▶ **EXERCISE BRIEF**
Search the records below for the string "flop" and copy each line where it turns up.

Image point grounding data:
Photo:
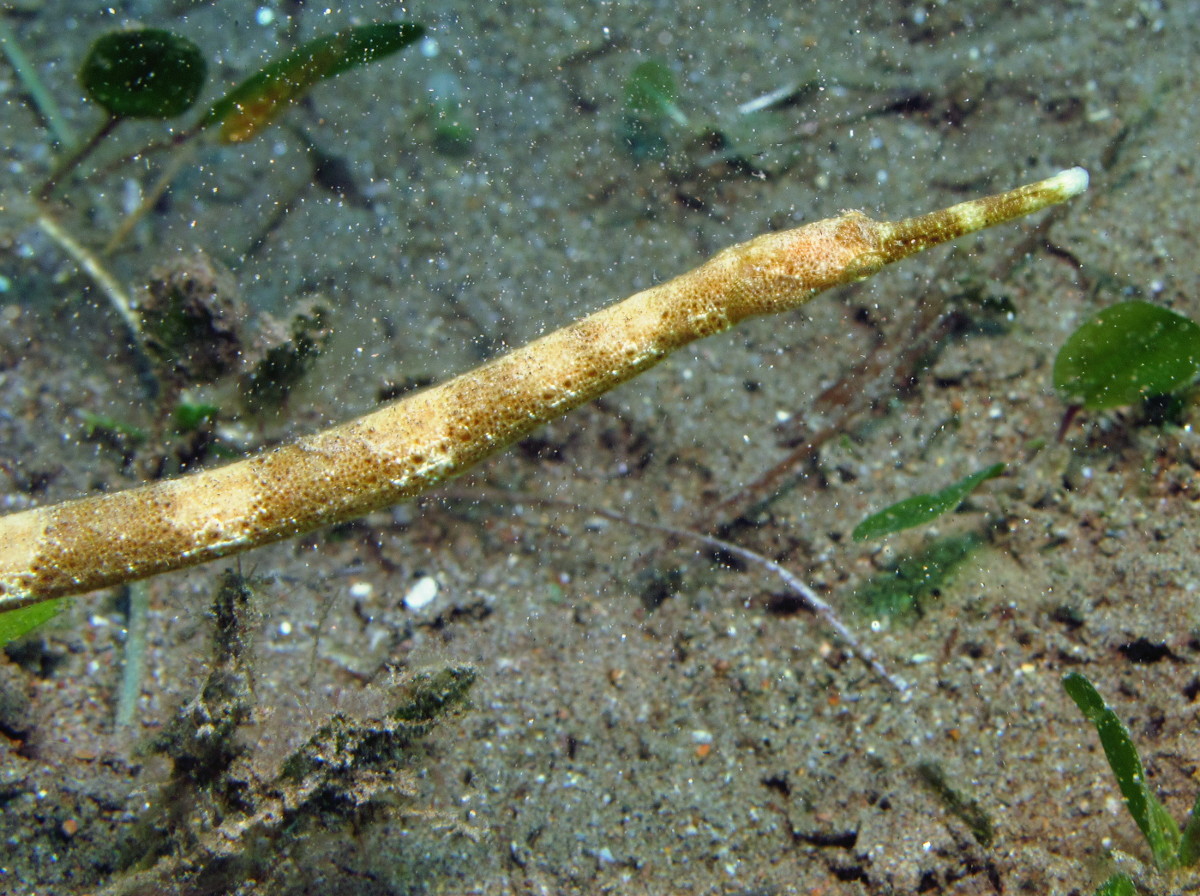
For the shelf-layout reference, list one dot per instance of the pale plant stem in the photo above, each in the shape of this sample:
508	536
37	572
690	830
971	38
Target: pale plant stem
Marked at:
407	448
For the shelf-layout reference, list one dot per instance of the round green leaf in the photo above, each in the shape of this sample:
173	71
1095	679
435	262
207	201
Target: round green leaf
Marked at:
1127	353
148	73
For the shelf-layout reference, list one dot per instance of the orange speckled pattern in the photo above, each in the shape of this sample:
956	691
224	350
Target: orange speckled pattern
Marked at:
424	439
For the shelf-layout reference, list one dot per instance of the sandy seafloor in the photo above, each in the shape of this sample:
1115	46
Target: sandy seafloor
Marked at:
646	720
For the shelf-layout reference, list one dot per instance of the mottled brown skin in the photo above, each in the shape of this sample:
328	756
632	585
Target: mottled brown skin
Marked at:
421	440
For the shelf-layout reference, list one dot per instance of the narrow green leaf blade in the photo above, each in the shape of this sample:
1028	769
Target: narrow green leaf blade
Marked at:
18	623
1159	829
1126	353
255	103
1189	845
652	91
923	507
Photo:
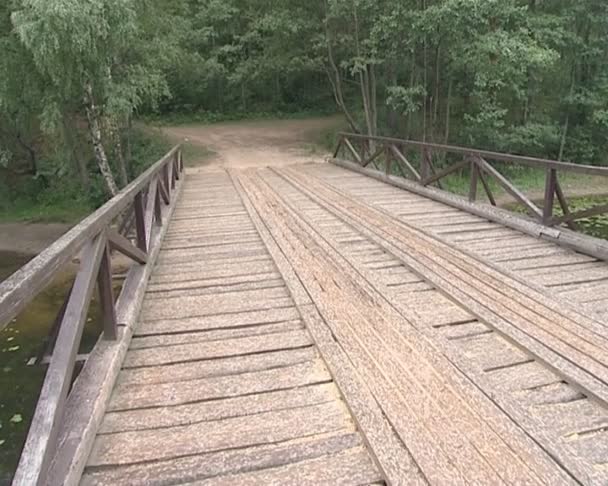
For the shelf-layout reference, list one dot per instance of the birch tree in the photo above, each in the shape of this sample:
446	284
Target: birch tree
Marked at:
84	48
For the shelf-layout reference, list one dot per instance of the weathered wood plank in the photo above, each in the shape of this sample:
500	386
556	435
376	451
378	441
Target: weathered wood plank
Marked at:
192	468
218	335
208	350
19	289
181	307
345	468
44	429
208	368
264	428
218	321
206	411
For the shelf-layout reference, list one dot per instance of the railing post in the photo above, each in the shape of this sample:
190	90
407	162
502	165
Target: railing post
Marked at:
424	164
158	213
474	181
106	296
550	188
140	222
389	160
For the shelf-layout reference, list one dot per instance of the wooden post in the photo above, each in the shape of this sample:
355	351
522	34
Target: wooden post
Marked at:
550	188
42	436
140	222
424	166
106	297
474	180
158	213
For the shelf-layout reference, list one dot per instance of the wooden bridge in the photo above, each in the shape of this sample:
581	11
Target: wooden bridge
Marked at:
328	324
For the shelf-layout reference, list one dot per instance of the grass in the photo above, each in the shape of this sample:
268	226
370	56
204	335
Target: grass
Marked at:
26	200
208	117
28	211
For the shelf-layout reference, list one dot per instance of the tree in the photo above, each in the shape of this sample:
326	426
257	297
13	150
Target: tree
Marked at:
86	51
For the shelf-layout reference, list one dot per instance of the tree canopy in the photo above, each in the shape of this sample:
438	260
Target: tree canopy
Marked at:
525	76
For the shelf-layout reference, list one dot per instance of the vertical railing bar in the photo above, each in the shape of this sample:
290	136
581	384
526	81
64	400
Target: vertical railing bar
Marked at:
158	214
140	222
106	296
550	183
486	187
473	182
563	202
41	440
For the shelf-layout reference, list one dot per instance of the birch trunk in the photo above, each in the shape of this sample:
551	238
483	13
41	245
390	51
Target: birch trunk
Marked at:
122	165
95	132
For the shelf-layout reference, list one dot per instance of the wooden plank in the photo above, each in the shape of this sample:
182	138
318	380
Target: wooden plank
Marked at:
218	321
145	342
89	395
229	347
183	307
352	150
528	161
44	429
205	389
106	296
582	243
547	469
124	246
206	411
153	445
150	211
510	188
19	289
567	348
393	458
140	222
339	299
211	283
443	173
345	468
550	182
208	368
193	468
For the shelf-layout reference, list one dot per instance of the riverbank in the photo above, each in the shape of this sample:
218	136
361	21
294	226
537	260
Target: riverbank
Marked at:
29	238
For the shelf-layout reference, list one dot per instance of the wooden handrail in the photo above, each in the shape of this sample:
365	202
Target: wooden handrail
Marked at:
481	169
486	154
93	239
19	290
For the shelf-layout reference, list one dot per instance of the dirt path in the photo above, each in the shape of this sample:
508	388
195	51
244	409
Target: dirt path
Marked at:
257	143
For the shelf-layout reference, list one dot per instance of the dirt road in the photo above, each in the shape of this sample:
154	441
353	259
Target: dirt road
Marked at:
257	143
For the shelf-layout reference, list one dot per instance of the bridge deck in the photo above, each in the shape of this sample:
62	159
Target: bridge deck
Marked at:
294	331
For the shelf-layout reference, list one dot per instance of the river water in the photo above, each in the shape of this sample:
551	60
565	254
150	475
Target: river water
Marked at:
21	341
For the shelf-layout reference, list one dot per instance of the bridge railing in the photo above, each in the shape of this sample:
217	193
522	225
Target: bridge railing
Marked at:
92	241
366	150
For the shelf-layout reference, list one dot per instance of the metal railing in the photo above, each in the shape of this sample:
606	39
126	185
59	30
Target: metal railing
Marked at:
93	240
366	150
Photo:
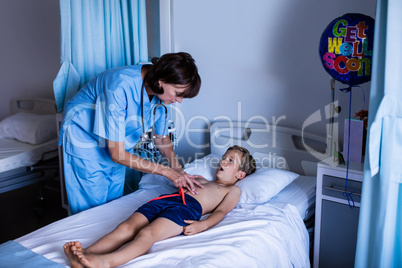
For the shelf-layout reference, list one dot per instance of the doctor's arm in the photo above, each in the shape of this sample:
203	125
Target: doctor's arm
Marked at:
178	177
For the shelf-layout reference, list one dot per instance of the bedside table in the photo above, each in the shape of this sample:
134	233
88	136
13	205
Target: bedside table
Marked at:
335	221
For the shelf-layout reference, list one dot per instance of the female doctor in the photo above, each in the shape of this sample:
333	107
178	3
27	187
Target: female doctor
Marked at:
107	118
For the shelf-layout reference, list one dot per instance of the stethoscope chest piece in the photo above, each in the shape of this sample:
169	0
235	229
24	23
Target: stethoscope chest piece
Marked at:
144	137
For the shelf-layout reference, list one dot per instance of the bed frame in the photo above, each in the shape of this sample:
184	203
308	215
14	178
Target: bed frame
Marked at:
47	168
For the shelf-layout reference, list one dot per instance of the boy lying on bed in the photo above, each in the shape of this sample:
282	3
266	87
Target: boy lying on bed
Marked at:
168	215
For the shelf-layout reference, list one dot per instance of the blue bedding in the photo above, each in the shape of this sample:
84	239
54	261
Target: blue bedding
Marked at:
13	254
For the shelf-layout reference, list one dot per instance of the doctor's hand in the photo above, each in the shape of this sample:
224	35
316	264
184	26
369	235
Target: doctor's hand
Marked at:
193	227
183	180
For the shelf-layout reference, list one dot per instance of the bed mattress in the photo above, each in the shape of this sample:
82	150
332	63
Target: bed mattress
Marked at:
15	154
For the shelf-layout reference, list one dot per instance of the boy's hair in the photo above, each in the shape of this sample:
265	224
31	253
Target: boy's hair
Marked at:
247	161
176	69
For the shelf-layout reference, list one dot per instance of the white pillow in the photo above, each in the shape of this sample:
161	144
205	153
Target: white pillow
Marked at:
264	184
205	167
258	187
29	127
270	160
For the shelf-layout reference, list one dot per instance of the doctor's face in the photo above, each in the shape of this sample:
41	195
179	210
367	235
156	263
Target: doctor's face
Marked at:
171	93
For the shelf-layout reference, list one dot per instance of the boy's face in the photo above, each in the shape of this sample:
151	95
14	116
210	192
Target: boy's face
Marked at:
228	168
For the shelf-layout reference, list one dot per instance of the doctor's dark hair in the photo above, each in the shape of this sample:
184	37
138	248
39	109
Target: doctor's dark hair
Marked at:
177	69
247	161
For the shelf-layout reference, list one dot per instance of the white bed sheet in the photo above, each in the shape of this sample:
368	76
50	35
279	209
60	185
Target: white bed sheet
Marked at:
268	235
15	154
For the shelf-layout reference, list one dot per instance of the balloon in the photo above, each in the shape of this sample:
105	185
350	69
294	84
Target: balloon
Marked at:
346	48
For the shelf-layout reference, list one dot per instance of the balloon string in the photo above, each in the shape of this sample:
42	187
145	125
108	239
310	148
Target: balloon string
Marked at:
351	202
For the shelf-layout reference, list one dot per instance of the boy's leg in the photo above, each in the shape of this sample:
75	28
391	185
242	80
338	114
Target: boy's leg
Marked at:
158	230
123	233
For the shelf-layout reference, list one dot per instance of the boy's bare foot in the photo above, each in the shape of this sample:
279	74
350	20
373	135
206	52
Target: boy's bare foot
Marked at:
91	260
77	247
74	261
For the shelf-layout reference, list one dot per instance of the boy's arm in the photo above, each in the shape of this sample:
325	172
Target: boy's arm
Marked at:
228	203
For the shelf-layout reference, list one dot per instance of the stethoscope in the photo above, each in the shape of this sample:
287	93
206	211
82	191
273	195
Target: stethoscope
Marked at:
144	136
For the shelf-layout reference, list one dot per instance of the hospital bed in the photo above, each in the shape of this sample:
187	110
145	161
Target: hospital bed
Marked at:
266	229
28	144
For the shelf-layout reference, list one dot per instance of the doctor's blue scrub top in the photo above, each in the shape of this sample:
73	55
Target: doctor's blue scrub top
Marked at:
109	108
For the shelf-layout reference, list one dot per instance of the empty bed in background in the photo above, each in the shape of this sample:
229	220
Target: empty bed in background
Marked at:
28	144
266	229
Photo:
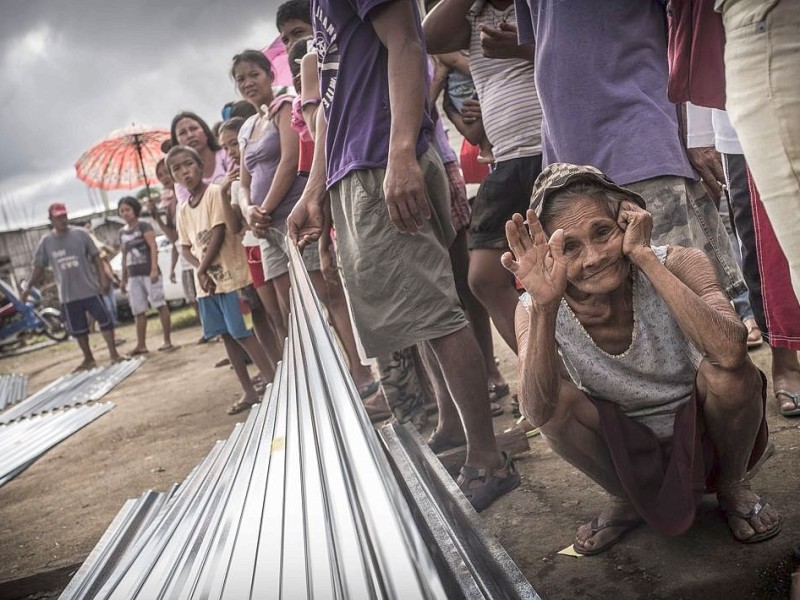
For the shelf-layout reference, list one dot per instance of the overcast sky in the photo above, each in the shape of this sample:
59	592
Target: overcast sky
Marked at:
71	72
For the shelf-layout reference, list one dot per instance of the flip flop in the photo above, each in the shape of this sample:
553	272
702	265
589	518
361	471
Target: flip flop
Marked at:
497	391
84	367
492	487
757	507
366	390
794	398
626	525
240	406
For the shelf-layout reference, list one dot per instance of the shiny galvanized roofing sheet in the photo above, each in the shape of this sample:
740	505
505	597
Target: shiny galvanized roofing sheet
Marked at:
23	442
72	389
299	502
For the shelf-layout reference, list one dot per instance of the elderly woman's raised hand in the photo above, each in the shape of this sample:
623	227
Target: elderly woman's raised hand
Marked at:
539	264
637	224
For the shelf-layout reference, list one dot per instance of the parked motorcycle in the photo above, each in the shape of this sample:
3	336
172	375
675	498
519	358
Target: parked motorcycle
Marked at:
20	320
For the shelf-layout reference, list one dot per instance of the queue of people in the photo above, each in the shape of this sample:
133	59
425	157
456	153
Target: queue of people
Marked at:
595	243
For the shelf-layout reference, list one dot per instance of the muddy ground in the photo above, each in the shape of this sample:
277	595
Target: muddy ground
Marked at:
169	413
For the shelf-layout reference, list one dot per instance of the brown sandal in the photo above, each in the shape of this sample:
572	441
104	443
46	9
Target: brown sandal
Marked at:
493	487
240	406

▶ **PROBLEM SOLUTION**
For the shelf-layout reference, list one dot per instance of the flip flop in the photo above, each in the shape of this sample:
Target: flip flop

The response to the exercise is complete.